- GOAL OF THE EXERCISE -
Tally the lines below that contain the string "military", treating uppercase and lowercase as different, and reply with the number alone.

Start

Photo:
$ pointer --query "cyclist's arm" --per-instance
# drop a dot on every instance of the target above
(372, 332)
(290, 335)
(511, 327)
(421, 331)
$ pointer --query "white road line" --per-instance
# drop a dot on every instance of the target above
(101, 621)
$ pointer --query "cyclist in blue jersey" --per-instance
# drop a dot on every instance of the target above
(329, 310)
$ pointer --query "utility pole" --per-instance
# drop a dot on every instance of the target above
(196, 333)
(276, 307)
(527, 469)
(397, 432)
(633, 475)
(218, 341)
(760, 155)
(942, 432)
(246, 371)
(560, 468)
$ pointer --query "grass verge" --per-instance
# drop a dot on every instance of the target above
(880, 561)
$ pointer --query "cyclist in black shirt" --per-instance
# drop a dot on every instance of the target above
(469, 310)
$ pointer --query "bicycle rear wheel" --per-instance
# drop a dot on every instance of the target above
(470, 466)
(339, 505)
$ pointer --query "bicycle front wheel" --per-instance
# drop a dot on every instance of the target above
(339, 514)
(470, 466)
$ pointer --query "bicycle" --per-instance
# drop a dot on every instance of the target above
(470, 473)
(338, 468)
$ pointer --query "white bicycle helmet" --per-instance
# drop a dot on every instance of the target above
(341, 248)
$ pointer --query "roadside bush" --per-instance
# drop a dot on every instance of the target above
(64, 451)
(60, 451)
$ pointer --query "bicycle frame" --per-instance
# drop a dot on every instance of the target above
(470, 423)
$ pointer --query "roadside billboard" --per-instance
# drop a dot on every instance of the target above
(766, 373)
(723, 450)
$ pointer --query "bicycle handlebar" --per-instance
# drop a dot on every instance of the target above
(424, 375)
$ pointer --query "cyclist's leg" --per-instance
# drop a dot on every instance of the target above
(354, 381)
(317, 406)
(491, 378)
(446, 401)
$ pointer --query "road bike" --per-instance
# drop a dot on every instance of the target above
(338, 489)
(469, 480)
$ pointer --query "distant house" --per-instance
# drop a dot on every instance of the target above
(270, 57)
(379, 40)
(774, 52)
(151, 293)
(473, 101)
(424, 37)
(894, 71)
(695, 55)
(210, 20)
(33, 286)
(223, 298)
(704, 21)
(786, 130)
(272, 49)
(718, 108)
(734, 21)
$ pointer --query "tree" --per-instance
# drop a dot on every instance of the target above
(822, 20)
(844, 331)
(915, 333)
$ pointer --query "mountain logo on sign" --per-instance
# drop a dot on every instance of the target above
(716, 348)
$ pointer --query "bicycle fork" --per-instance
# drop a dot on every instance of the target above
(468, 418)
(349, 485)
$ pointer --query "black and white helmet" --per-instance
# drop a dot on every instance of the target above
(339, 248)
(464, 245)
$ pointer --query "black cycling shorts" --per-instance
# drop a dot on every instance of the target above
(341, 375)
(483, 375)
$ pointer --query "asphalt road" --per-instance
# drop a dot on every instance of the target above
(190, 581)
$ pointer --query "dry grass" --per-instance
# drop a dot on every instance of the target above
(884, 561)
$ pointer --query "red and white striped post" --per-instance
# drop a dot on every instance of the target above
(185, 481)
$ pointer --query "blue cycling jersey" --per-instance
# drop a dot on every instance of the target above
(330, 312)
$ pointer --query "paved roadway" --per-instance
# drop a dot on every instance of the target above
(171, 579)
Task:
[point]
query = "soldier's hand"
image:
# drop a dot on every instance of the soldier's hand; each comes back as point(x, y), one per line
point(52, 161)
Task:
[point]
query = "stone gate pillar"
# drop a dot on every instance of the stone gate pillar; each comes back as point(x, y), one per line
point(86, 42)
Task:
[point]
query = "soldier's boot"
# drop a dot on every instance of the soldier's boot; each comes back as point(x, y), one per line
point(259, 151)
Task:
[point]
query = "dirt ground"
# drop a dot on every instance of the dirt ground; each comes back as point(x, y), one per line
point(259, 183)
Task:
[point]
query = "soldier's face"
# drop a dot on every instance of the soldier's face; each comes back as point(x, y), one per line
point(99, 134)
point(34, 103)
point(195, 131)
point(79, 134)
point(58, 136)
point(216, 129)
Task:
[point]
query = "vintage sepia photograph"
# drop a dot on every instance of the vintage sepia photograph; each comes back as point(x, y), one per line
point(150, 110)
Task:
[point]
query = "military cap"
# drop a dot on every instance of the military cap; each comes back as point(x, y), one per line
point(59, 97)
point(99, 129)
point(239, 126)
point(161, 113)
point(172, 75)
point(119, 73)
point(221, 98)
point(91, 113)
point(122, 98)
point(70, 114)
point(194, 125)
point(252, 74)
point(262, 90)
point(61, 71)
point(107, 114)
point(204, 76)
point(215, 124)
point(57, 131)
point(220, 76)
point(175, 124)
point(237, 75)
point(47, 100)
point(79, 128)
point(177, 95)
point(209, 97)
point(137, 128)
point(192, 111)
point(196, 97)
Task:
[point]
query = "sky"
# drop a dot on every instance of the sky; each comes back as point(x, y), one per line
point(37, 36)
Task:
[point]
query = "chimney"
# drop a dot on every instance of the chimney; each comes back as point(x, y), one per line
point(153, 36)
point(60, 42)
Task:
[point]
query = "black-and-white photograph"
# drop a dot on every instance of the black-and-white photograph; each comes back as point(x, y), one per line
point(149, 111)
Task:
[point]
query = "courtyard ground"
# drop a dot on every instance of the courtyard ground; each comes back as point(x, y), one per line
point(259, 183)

End

- ANSWER TO THE TASK -
2